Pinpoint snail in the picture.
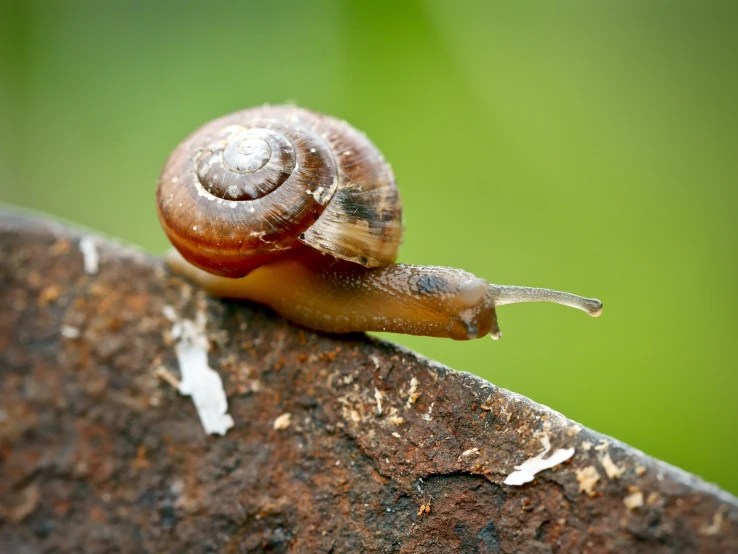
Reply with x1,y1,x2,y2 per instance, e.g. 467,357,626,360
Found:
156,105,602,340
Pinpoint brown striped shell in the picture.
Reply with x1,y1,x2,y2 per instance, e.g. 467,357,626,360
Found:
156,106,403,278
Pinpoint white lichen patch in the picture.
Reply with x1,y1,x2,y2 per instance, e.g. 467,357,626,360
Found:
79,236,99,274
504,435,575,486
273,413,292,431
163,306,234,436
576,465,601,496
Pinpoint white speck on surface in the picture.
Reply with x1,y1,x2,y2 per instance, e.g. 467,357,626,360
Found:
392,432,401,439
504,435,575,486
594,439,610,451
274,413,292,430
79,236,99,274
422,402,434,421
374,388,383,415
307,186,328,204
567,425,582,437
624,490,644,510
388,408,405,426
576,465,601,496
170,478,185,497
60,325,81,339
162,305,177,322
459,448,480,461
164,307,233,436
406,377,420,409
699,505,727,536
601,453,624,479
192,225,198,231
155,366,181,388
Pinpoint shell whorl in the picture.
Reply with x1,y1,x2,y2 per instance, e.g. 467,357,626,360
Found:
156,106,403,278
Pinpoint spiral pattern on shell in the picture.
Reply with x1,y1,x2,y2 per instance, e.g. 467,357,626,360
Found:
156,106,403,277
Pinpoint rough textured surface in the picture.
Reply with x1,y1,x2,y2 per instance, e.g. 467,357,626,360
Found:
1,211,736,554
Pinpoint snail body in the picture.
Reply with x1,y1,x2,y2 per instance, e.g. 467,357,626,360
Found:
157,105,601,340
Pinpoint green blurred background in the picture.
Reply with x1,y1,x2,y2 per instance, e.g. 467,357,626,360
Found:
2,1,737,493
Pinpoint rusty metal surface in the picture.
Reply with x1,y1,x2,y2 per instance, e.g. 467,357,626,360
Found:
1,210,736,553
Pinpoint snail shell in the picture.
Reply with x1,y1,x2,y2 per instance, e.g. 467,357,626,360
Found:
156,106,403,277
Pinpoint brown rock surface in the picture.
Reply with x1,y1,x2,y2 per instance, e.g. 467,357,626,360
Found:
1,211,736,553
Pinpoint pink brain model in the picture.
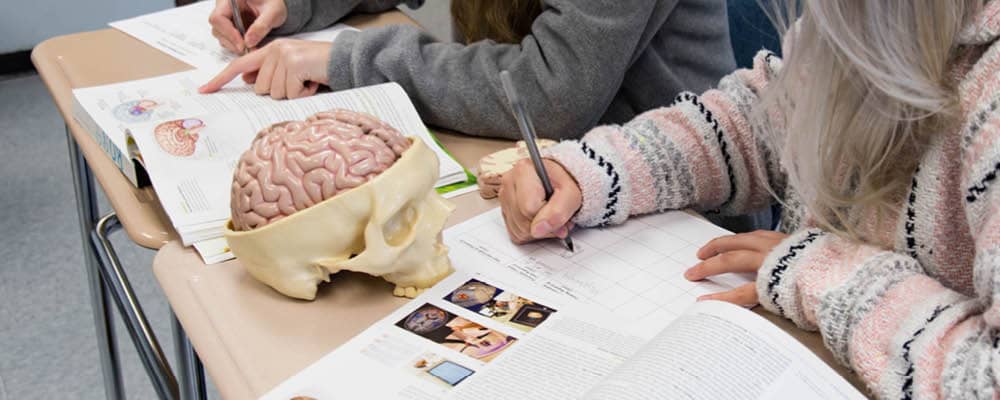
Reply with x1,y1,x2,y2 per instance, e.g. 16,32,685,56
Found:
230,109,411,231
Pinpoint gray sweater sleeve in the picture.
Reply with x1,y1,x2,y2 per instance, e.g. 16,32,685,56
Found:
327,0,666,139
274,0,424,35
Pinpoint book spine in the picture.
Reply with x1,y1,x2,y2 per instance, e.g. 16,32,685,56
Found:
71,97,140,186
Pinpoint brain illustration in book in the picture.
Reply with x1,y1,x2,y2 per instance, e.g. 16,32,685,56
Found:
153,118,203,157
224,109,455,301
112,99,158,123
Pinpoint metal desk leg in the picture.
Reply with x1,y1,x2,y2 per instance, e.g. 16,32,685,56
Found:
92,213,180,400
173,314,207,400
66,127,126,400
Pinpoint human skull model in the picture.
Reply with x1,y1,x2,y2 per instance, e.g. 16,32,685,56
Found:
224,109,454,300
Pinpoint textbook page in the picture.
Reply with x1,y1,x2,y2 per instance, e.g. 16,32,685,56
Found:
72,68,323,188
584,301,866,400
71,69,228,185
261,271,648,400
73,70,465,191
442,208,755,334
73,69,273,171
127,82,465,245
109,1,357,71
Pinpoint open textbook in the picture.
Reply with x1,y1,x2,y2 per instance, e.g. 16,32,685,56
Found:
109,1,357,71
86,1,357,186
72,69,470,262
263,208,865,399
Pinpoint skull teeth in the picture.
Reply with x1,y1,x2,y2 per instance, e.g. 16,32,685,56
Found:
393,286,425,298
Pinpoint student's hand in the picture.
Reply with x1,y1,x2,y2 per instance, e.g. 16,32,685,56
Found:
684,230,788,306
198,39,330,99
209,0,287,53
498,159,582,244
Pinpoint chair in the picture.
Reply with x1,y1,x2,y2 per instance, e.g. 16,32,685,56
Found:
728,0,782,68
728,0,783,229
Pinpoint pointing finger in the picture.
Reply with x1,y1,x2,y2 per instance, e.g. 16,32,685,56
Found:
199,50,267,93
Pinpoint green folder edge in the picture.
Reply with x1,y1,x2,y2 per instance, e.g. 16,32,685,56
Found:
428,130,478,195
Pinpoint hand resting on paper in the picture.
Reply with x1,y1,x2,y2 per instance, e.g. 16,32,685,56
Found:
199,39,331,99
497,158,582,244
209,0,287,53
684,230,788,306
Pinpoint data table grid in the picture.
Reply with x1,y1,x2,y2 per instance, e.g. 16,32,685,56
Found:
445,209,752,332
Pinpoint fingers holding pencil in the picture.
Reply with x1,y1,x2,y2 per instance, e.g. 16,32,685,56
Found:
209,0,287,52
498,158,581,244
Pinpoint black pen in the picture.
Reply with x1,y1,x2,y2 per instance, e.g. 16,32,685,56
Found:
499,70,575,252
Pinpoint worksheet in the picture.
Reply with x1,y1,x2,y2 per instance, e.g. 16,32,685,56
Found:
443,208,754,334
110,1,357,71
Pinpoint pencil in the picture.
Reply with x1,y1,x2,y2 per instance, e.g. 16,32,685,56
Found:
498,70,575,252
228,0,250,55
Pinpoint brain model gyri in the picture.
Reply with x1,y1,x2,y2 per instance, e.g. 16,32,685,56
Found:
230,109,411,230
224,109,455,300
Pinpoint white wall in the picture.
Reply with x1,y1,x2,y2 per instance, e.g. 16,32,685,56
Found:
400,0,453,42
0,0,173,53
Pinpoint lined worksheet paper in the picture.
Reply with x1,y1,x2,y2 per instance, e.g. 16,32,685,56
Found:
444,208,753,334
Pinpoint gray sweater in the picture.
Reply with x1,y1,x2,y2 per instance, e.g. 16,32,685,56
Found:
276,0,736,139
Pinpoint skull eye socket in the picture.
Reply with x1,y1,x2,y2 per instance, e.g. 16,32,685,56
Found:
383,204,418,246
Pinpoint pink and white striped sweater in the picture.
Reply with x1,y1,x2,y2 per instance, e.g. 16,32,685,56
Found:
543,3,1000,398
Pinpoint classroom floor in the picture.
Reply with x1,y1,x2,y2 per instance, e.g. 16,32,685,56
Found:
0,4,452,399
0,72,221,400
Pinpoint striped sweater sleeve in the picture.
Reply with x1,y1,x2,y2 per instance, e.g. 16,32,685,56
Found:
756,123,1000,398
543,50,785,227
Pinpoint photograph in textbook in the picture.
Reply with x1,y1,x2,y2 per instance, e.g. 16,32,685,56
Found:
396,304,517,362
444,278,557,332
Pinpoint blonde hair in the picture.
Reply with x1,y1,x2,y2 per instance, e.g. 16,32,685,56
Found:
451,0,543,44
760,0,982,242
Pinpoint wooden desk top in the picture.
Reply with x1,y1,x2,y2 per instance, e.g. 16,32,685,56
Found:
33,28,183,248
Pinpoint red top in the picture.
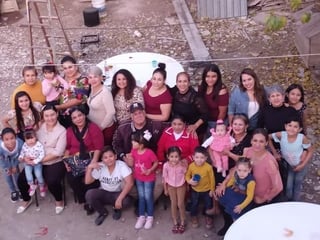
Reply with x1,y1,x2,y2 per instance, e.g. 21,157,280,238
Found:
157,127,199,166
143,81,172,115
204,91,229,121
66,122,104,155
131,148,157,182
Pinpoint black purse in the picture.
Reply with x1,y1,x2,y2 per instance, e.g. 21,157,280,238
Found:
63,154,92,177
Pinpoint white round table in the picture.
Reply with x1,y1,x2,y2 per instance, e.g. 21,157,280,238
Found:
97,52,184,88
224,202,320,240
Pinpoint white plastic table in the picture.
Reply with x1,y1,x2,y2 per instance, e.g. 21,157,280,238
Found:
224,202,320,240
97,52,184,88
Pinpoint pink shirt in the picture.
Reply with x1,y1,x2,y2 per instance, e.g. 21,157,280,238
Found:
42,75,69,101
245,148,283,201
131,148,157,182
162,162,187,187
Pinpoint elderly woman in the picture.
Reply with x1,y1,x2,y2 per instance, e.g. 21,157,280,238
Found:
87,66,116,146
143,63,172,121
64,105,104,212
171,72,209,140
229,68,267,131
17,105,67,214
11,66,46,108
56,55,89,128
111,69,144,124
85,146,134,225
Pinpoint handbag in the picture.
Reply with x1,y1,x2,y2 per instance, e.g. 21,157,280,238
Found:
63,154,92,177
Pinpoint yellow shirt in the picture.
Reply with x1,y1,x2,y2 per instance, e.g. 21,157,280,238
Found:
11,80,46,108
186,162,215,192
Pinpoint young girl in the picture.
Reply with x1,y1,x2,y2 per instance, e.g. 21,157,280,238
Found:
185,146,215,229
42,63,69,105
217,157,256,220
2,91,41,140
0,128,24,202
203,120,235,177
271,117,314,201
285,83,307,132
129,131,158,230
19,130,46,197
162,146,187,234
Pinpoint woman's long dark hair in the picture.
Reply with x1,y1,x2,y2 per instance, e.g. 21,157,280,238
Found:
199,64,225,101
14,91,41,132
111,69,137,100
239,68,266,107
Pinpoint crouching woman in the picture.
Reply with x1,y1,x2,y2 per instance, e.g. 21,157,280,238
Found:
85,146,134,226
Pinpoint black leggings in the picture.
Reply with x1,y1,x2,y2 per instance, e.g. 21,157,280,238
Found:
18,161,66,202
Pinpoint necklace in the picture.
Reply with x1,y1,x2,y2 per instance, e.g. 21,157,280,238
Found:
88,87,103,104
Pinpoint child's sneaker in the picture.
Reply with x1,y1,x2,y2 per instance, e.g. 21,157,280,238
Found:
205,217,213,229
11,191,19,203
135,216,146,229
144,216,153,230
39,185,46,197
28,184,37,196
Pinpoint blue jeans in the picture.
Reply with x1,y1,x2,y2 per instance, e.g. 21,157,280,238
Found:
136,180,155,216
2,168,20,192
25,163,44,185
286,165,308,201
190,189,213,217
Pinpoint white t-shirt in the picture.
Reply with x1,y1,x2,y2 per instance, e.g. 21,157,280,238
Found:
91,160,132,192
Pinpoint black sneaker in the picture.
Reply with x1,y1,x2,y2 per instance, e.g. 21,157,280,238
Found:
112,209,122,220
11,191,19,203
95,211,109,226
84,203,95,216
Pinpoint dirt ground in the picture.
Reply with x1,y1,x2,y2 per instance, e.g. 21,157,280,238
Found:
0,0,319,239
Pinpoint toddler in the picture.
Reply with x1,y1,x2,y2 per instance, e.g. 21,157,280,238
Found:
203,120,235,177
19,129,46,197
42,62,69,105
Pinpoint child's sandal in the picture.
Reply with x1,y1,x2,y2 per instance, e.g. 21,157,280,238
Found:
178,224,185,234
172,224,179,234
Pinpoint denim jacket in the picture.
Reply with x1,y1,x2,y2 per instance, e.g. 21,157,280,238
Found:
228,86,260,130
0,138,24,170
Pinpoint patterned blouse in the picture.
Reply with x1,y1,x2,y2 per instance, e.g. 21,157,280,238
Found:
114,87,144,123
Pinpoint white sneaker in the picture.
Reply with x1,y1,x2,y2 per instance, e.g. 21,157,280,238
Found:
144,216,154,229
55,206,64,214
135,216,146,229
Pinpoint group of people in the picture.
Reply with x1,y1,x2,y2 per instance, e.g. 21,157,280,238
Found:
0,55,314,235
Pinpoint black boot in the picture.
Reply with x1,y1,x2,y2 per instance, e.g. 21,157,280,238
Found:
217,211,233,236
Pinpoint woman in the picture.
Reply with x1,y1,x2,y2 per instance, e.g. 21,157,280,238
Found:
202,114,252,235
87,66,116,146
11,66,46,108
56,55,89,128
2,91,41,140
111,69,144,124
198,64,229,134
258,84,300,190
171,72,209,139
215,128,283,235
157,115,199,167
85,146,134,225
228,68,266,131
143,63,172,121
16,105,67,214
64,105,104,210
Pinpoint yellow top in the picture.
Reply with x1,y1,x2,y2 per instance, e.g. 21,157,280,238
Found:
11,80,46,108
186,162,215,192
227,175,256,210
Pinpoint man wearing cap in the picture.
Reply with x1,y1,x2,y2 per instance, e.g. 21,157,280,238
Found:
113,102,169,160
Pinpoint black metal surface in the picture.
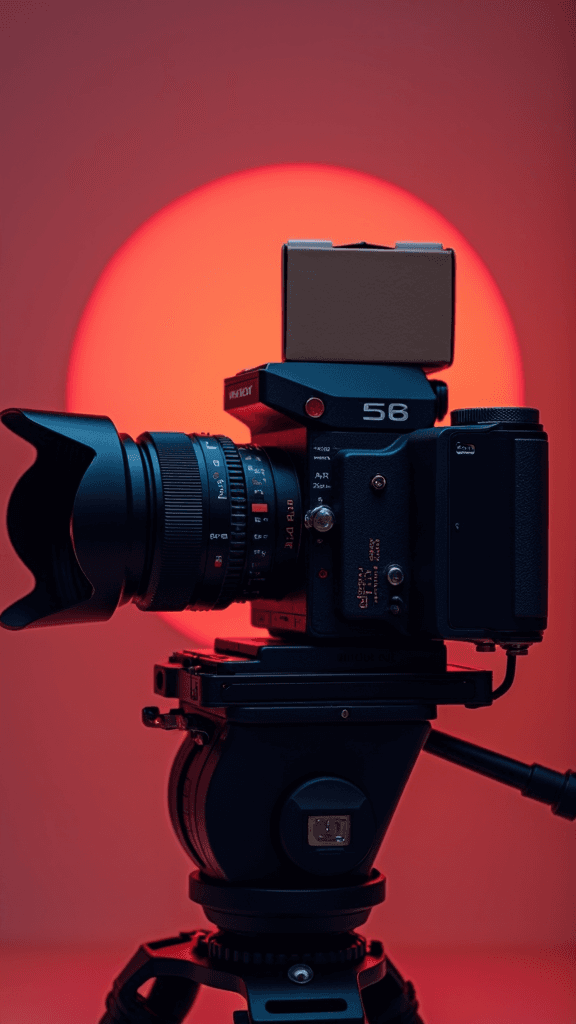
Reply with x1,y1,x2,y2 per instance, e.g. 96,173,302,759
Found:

+===+

**Directions**
Every line in the material above that has the word "table" should be copied.

**Finished task**
Pinpoint data table grid in the picture.
Pinpoint white round table in the picture.
Pinpoint white plastic table in the picture.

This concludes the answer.